## [Excerpt to read]
-- Opening Marker --

Television news kept the fire constantly on the tube as it burned through the island, eerily sending billows of smoke into cloudless blue skies.

“It made me sick. It reminded me of watching the constant film of that Deepwater Horizon oil spill spewing out into the Gulf,” said Ralph Heath, of the nearby Suncoast Seabird Sanctuary. “If that fire goes into the mangroves where the pelicans are roosting, that bird will go right back on the endangered species list.”

Oddly, the rain that had plagued this area daily for more than two weeks had stopped abruptly when the fire started. In Tampa, Seminole medicine man/rainmaker Bobby Henry took note of the situation and six days after the fire started, promised he would work on “making some rain. Rain will put the fire out.” The rains returned on day seven. And the fire went out. And the rains kept going another three weeks.

By the time the fire was completely out, the decades-old thick green jungle that was the interior of this island was transformed into a dramatic charcoal display.

-- Closing Marker --

## [Work order 1]
Decide whether each statement agrees with the excerpt about the island fire. Answer yes or no, and quote the words from the excerpt that settle it.
(a) The daily rain stopped abruptly when the fire started.
(b) Bobby Henry promised to make rain on the day the fire started.
(c) The fire burned under cloudy skies.
## [Work order 2]
In the excerpt about the island fire, what place is Ralph Heath from?
## [Work order 3]
Reproduce word for word the stretch of the excerpt about the island fire that begins with the words containing "By the time" and ends with "dramatic charcoal display.".

## [Records]

-- Opening Marker --

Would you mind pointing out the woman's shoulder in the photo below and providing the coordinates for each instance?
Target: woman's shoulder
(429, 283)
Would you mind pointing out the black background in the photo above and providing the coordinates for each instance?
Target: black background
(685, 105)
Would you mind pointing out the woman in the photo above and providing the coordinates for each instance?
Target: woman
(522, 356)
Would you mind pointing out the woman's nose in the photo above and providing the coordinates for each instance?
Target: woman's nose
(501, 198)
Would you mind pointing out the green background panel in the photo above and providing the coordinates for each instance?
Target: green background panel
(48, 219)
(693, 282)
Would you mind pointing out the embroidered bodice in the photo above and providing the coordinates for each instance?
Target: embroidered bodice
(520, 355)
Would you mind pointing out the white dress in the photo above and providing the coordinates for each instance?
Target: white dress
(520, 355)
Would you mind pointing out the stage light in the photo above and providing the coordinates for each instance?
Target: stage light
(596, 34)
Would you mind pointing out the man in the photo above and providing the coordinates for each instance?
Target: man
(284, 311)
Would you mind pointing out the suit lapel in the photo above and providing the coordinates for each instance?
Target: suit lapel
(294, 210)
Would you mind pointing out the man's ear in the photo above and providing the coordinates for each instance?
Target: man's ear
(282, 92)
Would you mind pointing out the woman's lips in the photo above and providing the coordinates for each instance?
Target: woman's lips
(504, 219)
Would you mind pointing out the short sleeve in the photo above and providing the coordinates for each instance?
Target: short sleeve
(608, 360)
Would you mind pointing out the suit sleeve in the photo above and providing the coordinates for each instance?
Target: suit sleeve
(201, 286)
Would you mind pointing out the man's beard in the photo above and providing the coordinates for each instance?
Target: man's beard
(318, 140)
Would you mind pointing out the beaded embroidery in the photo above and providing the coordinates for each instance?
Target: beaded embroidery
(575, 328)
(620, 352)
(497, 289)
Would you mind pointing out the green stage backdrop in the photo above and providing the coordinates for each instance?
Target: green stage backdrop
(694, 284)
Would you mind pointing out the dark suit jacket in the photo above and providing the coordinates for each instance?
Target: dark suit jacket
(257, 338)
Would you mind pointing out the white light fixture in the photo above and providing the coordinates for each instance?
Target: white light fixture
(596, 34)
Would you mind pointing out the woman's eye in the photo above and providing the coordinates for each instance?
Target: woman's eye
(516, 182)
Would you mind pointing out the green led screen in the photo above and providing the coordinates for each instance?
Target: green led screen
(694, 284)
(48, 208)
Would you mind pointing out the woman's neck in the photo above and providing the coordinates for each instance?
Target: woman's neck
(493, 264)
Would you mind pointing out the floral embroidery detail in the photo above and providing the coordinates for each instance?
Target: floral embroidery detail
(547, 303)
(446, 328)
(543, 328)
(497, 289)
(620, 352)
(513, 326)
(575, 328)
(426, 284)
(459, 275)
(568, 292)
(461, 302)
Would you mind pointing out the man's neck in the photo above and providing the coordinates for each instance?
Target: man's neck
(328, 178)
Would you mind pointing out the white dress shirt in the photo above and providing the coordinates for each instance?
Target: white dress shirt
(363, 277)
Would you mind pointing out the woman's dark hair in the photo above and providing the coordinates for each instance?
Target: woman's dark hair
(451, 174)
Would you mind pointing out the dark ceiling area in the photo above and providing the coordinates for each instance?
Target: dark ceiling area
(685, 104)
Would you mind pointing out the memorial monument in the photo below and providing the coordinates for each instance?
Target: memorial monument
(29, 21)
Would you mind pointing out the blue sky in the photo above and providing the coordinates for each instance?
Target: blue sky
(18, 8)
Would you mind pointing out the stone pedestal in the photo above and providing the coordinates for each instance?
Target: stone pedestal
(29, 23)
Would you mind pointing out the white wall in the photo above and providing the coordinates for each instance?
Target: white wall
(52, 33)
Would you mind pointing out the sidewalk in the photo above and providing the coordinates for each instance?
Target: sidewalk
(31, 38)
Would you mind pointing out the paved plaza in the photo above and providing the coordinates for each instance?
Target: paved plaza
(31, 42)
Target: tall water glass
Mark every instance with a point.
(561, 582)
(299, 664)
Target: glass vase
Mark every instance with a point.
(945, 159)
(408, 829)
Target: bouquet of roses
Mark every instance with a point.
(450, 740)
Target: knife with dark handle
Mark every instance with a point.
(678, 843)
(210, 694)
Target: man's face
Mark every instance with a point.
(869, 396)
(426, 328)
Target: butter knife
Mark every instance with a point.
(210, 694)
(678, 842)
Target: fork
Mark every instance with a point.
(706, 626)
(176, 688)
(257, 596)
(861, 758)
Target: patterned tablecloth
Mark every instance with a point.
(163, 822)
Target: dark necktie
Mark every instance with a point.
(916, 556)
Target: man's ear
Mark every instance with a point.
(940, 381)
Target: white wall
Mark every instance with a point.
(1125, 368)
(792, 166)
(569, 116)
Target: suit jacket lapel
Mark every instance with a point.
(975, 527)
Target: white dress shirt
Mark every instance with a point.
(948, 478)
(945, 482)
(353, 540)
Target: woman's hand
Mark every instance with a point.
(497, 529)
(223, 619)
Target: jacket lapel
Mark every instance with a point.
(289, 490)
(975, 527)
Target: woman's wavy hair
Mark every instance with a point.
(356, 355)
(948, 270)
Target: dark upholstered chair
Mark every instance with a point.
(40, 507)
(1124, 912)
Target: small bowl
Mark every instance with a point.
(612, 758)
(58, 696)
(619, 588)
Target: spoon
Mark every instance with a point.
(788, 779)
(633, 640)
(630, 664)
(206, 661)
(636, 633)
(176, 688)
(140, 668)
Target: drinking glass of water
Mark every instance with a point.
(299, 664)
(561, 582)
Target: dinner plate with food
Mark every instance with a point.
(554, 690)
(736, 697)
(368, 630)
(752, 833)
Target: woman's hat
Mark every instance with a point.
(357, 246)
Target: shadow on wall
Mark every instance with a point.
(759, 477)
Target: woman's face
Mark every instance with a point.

-- Closing Marker --

## [Task response 1]
(a) Yes: "the rain that had plagued this area daily for more than two weeks had stopped abruptly when the fire started"
(b) No: "six days after the fire started, promised he would work on “making some rain."
(c) No: "eerily sending billows of smoke into cloudless blue skies"

## [Task response 2]
He is from the nearby Suncoast Seabird Sanctuary.

## [Task response 3]
By the time the fire was completely out, the decades-old thick green jungle that was the interior of this island was transformed into a dramatic charcoal display.